Objective: Repeat the material below exactly, line for line.

Given records:
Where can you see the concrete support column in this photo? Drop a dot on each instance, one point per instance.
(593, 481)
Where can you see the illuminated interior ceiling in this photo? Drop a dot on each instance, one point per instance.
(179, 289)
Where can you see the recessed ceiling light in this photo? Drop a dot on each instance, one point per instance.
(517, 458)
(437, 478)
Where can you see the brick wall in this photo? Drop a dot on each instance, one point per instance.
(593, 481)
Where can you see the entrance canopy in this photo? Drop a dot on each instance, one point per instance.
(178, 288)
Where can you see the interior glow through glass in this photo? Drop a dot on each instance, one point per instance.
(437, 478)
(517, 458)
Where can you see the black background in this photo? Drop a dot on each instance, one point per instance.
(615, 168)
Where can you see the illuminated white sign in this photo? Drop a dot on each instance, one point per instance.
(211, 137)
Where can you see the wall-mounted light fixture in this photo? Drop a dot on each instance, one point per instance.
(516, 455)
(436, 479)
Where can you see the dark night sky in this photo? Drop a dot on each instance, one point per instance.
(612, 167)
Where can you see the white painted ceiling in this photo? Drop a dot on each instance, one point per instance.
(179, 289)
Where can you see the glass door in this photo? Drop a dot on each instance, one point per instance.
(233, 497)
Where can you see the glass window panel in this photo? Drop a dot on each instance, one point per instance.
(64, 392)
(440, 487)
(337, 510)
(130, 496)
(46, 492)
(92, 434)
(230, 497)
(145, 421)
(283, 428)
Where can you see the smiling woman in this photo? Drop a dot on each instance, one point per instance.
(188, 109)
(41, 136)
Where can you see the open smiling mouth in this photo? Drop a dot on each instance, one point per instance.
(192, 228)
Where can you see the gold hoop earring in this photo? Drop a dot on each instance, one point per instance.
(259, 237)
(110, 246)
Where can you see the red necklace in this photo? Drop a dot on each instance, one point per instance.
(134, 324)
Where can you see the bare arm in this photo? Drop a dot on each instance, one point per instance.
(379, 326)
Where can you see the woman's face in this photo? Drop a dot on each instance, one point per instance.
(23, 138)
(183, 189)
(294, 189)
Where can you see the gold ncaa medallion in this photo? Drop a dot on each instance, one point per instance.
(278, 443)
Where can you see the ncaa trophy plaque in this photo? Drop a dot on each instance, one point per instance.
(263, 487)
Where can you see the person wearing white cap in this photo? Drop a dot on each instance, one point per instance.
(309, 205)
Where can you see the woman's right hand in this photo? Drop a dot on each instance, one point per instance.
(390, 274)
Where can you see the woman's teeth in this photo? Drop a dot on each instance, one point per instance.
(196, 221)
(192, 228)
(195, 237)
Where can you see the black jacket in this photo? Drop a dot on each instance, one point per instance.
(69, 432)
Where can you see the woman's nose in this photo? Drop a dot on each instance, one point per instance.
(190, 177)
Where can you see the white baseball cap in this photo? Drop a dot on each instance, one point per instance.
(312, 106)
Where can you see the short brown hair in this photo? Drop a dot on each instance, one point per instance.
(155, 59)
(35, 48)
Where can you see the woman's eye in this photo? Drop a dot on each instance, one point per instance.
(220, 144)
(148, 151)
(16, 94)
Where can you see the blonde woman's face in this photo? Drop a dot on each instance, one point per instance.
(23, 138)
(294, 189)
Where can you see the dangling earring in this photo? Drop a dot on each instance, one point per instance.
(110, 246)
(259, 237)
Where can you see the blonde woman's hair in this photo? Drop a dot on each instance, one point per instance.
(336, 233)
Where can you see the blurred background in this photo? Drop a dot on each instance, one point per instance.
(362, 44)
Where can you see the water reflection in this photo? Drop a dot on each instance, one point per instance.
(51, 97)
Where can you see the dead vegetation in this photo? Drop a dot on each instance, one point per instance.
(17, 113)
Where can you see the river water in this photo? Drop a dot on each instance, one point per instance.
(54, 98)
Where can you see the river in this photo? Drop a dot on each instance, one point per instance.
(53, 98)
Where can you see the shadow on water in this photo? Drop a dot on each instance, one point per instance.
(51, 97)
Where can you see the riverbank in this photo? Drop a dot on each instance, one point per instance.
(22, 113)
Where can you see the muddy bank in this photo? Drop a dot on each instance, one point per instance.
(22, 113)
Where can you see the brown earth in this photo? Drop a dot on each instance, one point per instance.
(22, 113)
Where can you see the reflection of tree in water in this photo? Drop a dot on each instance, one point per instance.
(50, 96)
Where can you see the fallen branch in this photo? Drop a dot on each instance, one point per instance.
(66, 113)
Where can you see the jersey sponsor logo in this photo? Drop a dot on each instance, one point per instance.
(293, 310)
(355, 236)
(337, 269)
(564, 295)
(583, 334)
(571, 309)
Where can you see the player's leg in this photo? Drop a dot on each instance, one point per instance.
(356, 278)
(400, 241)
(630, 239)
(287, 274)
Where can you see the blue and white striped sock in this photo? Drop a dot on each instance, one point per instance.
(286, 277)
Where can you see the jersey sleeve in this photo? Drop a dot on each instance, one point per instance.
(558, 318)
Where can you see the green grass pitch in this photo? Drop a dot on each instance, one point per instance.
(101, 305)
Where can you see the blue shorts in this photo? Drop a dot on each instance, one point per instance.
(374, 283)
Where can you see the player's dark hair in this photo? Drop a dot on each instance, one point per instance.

Worked answer:
Where can you see the concrete support column in this photo? Drop a dot on each instance, one point per instance.
(593, 481)
Where can you see the illuminated interior ceiling in this photo? Drop a dot on each instance, one point per instance.
(179, 289)
Where can you see the recessed ceiling light in this photo? Drop a dot on each instance, one point per instance.
(517, 458)
(437, 478)
Where can you see the brick wall in this photo? Drop a dot on each instance, one point per instance.
(593, 481)
Where can you see the entrance canopy in this photo? Drop a dot on each instance, one point per instance.
(178, 288)
Where can you see the interior glow through glass in this photo? Drop a dot on each instance, one point per instance.
(437, 478)
(517, 458)
Where can you see the black background in this photo? Drop a dot on each instance, one point per instance.
(615, 168)
Where can you see the illuminated white sign in this photo? Drop a dot on each instance, one point per instance.
(211, 137)
Where can you see the wall-mounted light fixture in this photo? Drop a dot on each instance, one point per instance.
(516, 455)
(436, 479)
Where can you see the dark night sky in this photo? Drop a dot on each instance, one point per instance.
(612, 167)
Where can you see the white painted ceiling in this photo? Drop a dot on each instance, one point per instance.
(179, 289)
Where can you see the glass door in this photo? Drop a dot on each instance, one point per instance.
(233, 497)
Where can you see the glass window panel in this photo? Drop a dot on each instance, one point per instance.
(64, 392)
(440, 487)
(337, 510)
(130, 496)
(46, 492)
(92, 434)
(230, 497)
(145, 421)
(283, 428)
Where can you see the smiling woman in this photo? Drop a dot on each instance, one point per instance.
(188, 109)
(41, 136)
Where can you see the open smiling mouth in this photo? Drop a dot on each instance, one point per instance.
(192, 228)
Where can you see the gold hoop earring in this photo? Drop a dot on each instance, one point per instance.
(259, 237)
(110, 246)
Where can you see the red necklace in this photo? Drop a dot on each instance, one point per instance.
(134, 324)
Where can you see the bare arm in this photo? Drop a dot on each instance, one point per instance.
(379, 326)
Where can you see the woman's face in this photo? Drop a dot on each instance, one point per instance.
(23, 138)
(183, 189)
(294, 189)
Where can you see the gold ncaa medallion in this photo? Drop a dot on each instance, one point per instance.
(278, 443)
Where can you see the ncaa trophy plaque in this photo? Drop a dot on each instance, one point per instance.
(263, 487)
Where can you see the person wearing white cap in this photo? Drop a dot on each instance, one point per instance.
(309, 205)
Where can you see the woman's right hand in this photo? Drop a dot on each instance, one point per instance.
(390, 274)
Where can you see the woman's teeth in this photo? Drop a dot on each instance, one point per instance.
(196, 221)
(192, 228)
(195, 237)
Where can you see the black jacket in this photo? Drop a dot on each instance, one point per instance.
(69, 432)
Where can you see the woman's nose in this photo? Drop a dot on each instance, one point per instance.
(190, 177)
Where can you see the white baseball cap in this photo? Drop a dot on each instance, one point per instance.
(312, 106)
Where can you see the short brown hair in this photo? Drop a dot on each instance, one point per instance.
(155, 59)
(35, 48)
Where can you see the woman's eye in this photo? Drop a dot on each instance, one point per instance.
(220, 144)
(148, 151)
(16, 94)
Where can you see the blonde woman's face in this photo? Drop a dot on each instance, one point per instance.
(23, 138)
(294, 189)
Where can you see the dangling earring in this photo? Drop a dot on each instance, one point per instance.
(110, 246)
(259, 237)
Where can you see the blonde woman's hair in this photo? Drop a dot on each instance, one point per instance.
(336, 233)
Where can you see the blurred background in this photo? Drop a dot on each instance, one point per instance.
(362, 44)
Where can you see the water reflection in this photo? Drop a dot on each instance, one point per instance.
(51, 97)
Where can you see the dead vegetation in this photo? Drop a dot on each instance, one point per instance.
(17, 113)
Where can you see the river water in this photo? Drop a dot on each instance, one point per instance.
(54, 98)
Where can you see the river in this photo? Drop a dot on each instance, one point per instance.
(53, 98)
Where can you see the shadow on water in this photo? Drop a dot on each instance, one point per instance.
(51, 97)
Where can you see the riverbank in this photo? Drop a dot on each instance, one point per instance.
(22, 113)
Where can you see the muddy bank in this photo? Drop a dot on each instance, one point per instance.
(22, 113)
Where can you see the brown earth in this photo? Drop a dot on each instance, one point per instance.
(22, 113)
Where can you see the reflection of tree in water in this photo? Drop a dot on each instance, one point per instance.
(50, 96)
Where can you see the fallen branch in this photo? Drop a dot on each instance, one point per instance.
(66, 113)
Where can you see the jersey sponsor logo in this photo? Drop a dot on each instance, one point per instance.
(293, 310)
(355, 236)
(337, 269)
(564, 295)
(583, 334)
(571, 309)
Where can you see the player's leg in this photo? Drop a dot on each instance, one point per instance.
(356, 278)
(400, 241)
(630, 239)
(287, 274)
Where can you see the blue and white striped sock in this photo? Drop a dot on each instance, one point per instance.
(286, 277)
Where can you see the jersey sleeve in this photo? Drop a dot on each instance, one point per instance.
(558, 318)
Where can you see the green grass pitch in this photo? Drop a dot on each instance, one point per instance.
(101, 305)
Where can you see the blue shorts in this photo? Drop a dot on each instance, one point per instance.
(374, 283)
Where can you see the player's dark hair in this photo? Drop a dot on each instance, one point per instance.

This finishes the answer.